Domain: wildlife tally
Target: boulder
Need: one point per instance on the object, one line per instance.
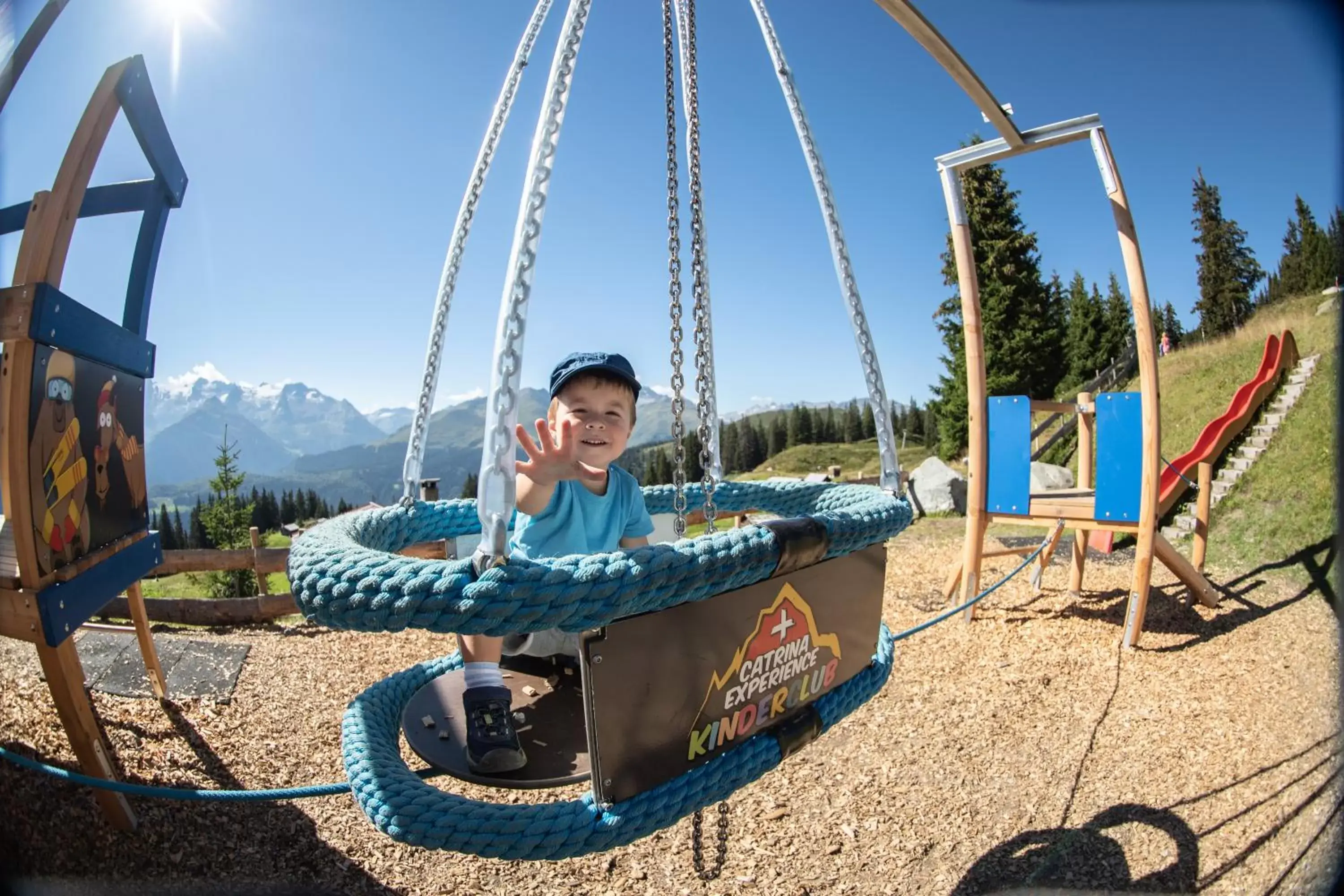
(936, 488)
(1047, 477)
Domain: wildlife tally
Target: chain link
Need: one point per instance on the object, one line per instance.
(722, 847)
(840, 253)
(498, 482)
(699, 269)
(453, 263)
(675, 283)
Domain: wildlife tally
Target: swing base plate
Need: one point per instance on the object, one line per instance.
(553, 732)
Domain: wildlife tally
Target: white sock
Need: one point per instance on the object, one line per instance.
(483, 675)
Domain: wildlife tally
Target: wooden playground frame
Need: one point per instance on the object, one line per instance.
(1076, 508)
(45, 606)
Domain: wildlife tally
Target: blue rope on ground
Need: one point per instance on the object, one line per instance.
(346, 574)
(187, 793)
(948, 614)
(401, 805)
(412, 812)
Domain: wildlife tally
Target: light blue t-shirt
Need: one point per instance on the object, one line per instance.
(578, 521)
##########
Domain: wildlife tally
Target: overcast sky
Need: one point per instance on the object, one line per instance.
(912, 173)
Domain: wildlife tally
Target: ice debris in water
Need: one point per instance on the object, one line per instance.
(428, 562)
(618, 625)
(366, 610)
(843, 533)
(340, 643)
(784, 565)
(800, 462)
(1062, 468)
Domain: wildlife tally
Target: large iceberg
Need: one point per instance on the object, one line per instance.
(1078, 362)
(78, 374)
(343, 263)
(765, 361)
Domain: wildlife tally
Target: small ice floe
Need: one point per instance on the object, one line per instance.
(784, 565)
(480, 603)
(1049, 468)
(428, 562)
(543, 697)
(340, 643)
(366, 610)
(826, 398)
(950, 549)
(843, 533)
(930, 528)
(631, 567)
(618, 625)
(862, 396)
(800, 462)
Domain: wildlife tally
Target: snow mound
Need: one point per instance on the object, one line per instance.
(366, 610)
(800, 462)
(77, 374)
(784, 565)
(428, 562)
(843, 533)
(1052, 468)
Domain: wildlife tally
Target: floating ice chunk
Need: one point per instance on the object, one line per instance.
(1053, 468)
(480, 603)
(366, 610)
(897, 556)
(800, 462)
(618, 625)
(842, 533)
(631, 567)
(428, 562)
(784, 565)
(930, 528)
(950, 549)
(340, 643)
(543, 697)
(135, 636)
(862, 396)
##########
Scan the listing and report each line where the word "blue" shows up.

Target: blue rope on ground
Target: light blue t-shirt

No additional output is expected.